■ **Your instructions**
How many lines in the rows below contain the string "temple"? Reply with the number alone.

■ **Data supplied**

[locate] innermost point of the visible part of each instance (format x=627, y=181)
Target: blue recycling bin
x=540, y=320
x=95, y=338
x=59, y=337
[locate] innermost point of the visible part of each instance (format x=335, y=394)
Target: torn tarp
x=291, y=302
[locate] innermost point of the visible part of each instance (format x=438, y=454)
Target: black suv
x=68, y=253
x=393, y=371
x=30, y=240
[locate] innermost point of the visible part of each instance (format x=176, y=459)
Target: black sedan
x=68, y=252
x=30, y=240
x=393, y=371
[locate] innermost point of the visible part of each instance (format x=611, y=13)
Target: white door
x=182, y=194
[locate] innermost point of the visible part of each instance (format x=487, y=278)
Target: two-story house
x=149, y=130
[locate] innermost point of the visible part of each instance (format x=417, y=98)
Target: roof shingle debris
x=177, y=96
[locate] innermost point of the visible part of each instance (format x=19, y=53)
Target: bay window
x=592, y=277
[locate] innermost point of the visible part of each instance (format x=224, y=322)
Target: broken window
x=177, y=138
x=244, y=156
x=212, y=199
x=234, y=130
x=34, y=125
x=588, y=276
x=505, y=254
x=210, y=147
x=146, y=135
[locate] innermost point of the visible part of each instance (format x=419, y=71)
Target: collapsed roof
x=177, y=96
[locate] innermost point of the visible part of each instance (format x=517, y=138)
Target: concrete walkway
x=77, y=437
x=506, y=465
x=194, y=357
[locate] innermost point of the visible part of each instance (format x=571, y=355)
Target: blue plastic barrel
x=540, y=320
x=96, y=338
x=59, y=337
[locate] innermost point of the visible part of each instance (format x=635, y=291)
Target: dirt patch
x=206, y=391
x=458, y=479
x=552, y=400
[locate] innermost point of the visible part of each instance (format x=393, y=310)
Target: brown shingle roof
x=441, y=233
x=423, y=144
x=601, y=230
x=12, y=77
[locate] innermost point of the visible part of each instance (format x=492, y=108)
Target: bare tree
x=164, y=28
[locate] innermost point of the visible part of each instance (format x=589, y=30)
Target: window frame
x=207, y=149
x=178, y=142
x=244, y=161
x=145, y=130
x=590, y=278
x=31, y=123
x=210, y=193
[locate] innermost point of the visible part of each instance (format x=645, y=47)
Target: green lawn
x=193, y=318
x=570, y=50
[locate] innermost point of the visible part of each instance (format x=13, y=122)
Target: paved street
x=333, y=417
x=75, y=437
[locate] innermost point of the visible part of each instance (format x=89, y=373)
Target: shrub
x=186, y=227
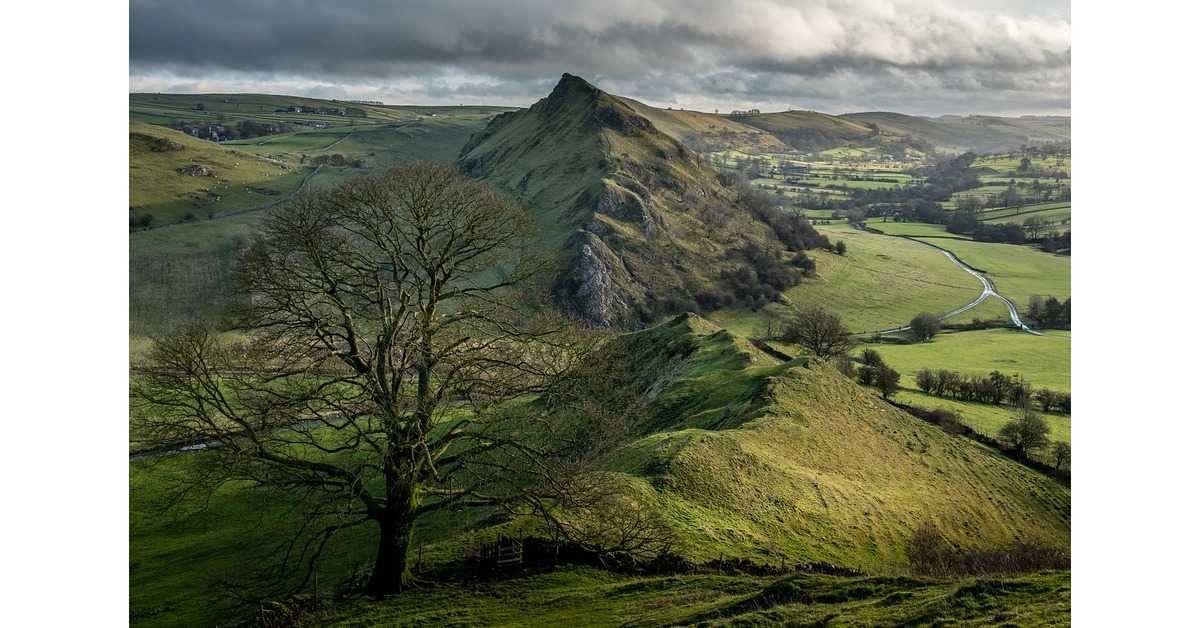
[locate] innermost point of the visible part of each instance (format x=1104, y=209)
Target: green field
x=587, y=597
x=1015, y=271
x=742, y=455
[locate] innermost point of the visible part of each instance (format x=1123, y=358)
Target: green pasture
x=913, y=229
x=588, y=597
x=183, y=270
x=983, y=418
x=882, y=282
x=1056, y=213
x=1044, y=362
x=1015, y=270
x=175, y=560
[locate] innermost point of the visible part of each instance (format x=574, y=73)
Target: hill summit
x=641, y=225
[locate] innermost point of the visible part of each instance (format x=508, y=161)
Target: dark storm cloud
x=987, y=57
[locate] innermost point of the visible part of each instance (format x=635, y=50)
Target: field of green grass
x=1056, y=213
x=1043, y=362
x=183, y=270
x=749, y=458
x=1015, y=270
x=745, y=456
x=587, y=597
x=882, y=282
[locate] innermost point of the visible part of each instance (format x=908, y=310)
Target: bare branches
x=381, y=366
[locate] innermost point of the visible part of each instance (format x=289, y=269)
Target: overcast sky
x=915, y=57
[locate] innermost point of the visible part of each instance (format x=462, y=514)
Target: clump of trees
x=924, y=327
x=875, y=372
x=1027, y=432
x=339, y=160
x=1049, y=311
x=995, y=388
x=817, y=330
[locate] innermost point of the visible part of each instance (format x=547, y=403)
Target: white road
x=988, y=291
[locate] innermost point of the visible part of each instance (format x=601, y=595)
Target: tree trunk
x=391, y=573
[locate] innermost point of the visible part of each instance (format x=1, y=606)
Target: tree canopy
x=376, y=358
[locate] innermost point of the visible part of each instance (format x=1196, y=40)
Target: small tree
x=924, y=327
x=887, y=380
x=871, y=358
x=1061, y=453
x=1027, y=432
x=820, y=332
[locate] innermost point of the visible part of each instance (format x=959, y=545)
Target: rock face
x=625, y=207
x=597, y=298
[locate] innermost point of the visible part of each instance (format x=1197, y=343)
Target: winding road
x=988, y=291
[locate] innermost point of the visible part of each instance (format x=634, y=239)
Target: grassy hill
x=706, y=132
x=586, y=597
x=177, y=178
x=977, y=133
x=744, y=456
x=795, y=459
x=641, y=225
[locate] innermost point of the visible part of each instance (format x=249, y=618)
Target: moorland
x=755, y=480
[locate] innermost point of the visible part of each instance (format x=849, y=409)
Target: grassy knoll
x=743, y=455
x=881, y=283
x=1017, y=271
x=913, y=229
x=586, y=597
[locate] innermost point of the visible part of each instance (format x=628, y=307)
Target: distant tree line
x=995, y=388
x=337, y=159
x=765, y=271
x=1049, y=312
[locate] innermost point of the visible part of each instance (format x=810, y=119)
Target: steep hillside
x=705, y=132
x=641, y=225
x=809, y=131
x=748, y=456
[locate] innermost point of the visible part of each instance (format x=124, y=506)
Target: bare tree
x=888, y=381
x=1029, y=431
x=377, y=354
x=820, y=332
x=924, y=327
x=1061, y=453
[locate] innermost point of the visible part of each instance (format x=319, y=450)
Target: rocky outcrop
x=597, y=298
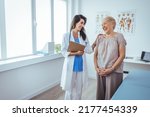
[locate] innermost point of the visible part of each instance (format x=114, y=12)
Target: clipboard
x=74, y=47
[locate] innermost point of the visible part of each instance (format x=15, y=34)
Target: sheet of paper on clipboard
x=74, y=47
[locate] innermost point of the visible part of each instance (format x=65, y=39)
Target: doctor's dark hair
x=75, y=20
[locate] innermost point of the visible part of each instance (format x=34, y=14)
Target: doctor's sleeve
x=64, y=46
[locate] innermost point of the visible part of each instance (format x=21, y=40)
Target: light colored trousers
x=107, y=86
x=75, y=91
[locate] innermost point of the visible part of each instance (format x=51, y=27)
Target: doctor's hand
x=105, y=72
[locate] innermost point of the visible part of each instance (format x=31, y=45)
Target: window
x=27, y=25
x=18, y=27
x=60, y=20
x=43, y=19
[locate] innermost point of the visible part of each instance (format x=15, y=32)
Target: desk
x=135, y=63
x=136, y=86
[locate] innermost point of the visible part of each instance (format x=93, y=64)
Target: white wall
x=137, y=42
x=28, y=81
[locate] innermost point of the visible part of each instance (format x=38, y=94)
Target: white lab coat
x=69, y=60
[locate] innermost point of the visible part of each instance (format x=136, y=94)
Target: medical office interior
x=30, y=41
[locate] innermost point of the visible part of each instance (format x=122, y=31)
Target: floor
x=56, y=93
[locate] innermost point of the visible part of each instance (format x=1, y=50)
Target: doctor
x=74, y=74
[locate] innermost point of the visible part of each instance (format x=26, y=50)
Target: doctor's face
x=107, y=26
x=80, y=25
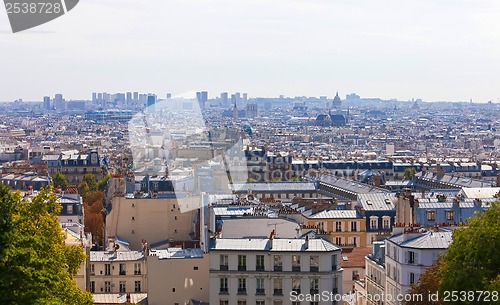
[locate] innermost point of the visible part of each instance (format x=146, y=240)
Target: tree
x=471, y=262
x=59, y=180
x=36, y=267
x=409, y=173
x=428, y=284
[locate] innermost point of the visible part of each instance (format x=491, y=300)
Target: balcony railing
x=224, y=291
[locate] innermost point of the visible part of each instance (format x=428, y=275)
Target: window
x=338, y=241
x=412, y=278
x=260, y=286
x=296, y=284
x=334, y=262
x=431, y=215
x=278, y=286
x=259, y=264
x=137, y=269
x=122, y=287
x=296, y=263
x=223, y=285
x=242, y=285
x=314, y=263
x=386, y=223
x=450, y=215
x=278, y=263
x=411, y=257
x=355, y=275
x=107, y=286
x=314, y=284
x=242, y=262
x=123, y=269
x=223, y=262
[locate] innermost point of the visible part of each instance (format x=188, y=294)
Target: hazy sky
x=434, y=50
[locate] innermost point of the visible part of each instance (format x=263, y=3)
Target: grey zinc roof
x=276, y=186
x=377, y=201
x=278, y=245
x=337, y=214
x=108, y=256
x=428, y=240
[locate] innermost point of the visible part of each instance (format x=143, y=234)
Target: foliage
x=36, y=267
x=471, y=262
x=428, y=283
x=59, y=180
x=93, y=218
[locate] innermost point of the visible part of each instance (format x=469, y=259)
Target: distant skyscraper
x=224, y=98
x=202, y=98
x=151, y=103
x=129, y=98
x=46, y=103
x=252, y=110
x=59, y=102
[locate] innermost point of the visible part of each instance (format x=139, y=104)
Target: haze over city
x=436, y=51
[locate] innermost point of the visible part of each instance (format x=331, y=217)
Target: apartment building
x=118, y=272
x=407, y=254
x=272, y=270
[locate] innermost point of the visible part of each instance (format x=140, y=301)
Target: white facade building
x=274, y=271
x=407, y=255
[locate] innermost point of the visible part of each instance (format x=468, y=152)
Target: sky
x=446, y=50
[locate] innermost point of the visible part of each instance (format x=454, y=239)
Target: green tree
x=60, y=180
x=428, y=283
x=36, y=267
x=409, y=173
x=471, y=262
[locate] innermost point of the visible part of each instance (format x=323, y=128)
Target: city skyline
x=446, y=51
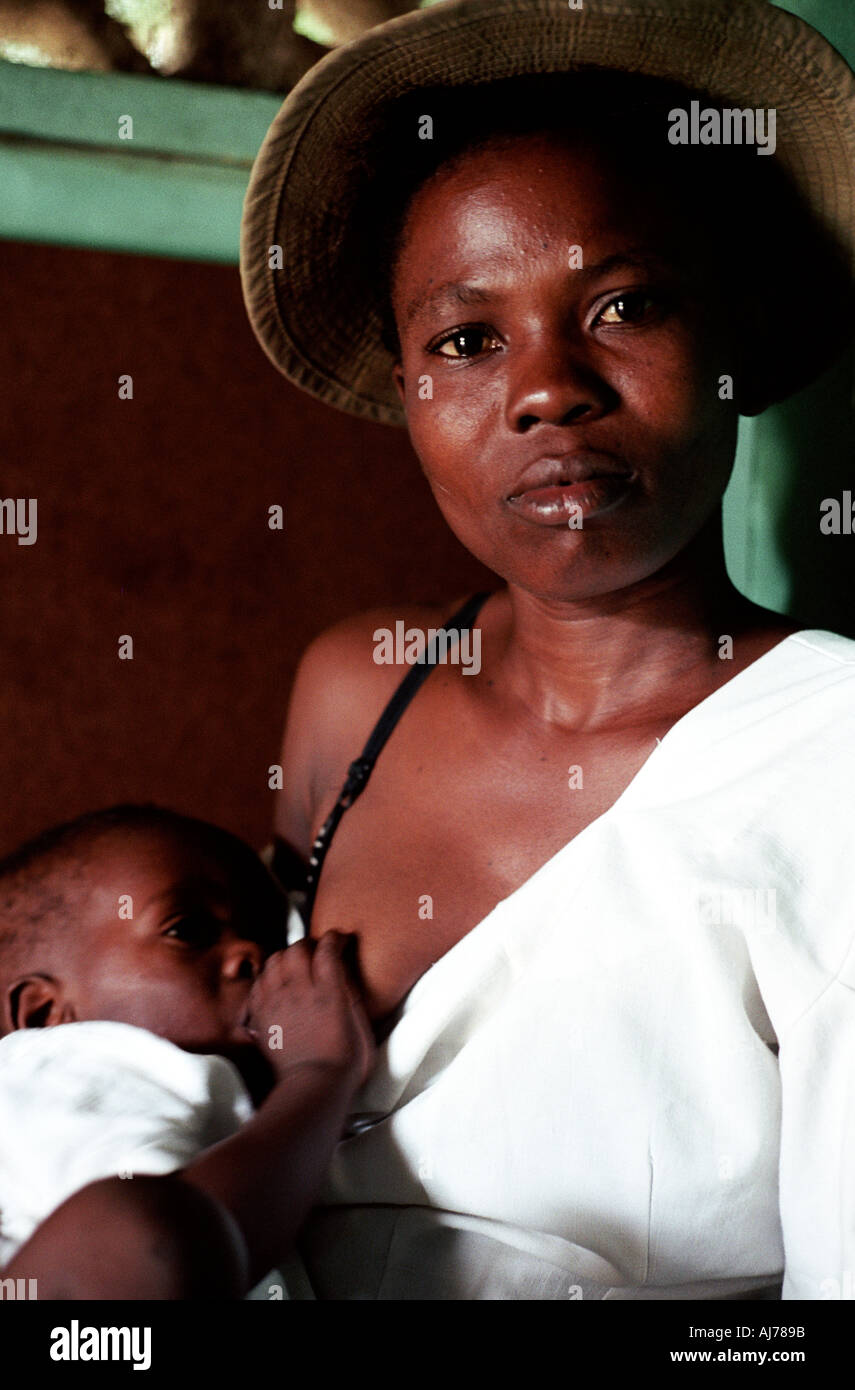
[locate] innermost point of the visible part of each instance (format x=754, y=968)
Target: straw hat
x=320, y=321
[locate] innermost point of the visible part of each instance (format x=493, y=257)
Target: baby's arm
x=217, y=1226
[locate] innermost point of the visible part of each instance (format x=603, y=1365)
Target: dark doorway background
x=153, y=523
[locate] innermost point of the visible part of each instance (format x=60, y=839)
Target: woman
x=599, y=886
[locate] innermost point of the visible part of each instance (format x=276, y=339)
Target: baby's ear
x=36, y=1001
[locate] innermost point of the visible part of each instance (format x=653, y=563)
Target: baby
x=153, y=1027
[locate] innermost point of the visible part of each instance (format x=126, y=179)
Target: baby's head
x=136, y=915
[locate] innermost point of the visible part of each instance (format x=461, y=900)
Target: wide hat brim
x=320, y=323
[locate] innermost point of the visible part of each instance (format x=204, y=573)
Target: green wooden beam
x=174, y=189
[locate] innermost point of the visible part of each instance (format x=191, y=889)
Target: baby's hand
x=305, y=1008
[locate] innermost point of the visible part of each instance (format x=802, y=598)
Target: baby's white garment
x=84, y=1101
x=583, y=1098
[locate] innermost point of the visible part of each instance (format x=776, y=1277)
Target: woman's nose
x=242, y=959
x=552, y=384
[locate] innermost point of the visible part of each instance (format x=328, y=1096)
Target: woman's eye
x=627, y=309
x=465, y=342
x=198, y=930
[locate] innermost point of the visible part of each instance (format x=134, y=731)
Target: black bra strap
x=363, y=766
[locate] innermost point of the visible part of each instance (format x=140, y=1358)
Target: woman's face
x=560, y=366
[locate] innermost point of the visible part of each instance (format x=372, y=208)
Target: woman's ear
x=36, y=1001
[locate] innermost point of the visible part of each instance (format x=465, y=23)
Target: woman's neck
x=626, y=656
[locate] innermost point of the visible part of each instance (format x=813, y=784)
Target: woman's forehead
x=528, y=193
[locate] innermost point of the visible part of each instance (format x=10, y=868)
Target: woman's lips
x=573, y=502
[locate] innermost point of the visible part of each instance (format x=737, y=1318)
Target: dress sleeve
x=84, y=1101
x=818, y=1144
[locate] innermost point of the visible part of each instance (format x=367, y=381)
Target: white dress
x=584, y=1097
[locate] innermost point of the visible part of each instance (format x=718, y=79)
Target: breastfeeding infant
x=173, y=1083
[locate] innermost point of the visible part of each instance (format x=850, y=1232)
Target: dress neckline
x=655, y=759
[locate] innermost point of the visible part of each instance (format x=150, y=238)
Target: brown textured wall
x=153, y=523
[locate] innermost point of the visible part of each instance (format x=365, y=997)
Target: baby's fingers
x=328, y=965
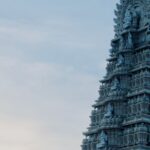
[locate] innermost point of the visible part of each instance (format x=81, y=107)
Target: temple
x=120, y=119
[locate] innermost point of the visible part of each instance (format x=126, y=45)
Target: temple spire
x=121, y=116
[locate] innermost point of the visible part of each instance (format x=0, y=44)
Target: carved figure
x=127, y=22
x=129, y=44
x=115, y=84
x=103, y=140
x=120, y=61
x=121, y=43
x=109, y=112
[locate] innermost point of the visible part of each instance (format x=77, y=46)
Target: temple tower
x=120, y=119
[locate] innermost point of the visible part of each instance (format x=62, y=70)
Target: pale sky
x=52, y=56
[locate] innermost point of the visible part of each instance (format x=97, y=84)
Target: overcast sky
x=52, y=56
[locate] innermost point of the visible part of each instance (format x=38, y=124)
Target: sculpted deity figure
x=120, y=61
x=115, y=85
x=103, y=140
x=113, y=49
x=129, y=44
x=121, y=43
x=127, y=22
x=109, y=112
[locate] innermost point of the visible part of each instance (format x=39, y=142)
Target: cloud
x=41, y=102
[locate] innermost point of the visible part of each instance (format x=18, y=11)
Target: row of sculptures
x=125, y=42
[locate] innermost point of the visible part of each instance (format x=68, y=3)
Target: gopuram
x=120, y=119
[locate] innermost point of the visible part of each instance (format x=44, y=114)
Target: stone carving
x=113, y=50
x=129, y=43
x=103, y=140
x=109, y=111
x=122, y=117
x=127, y=22
x=120, y=61
x=121, y=43
x=115, y=85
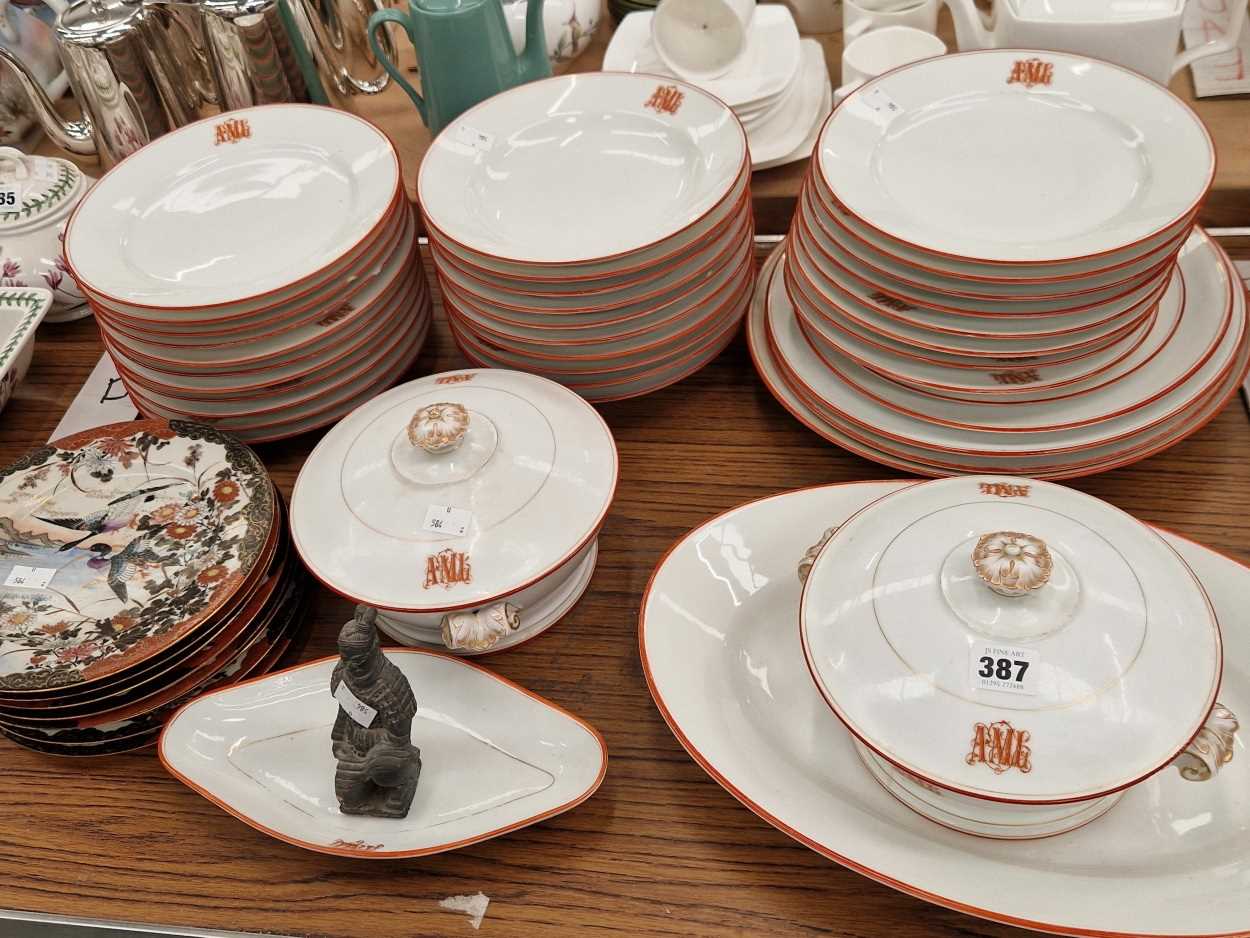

■ **Response to this exercise**
3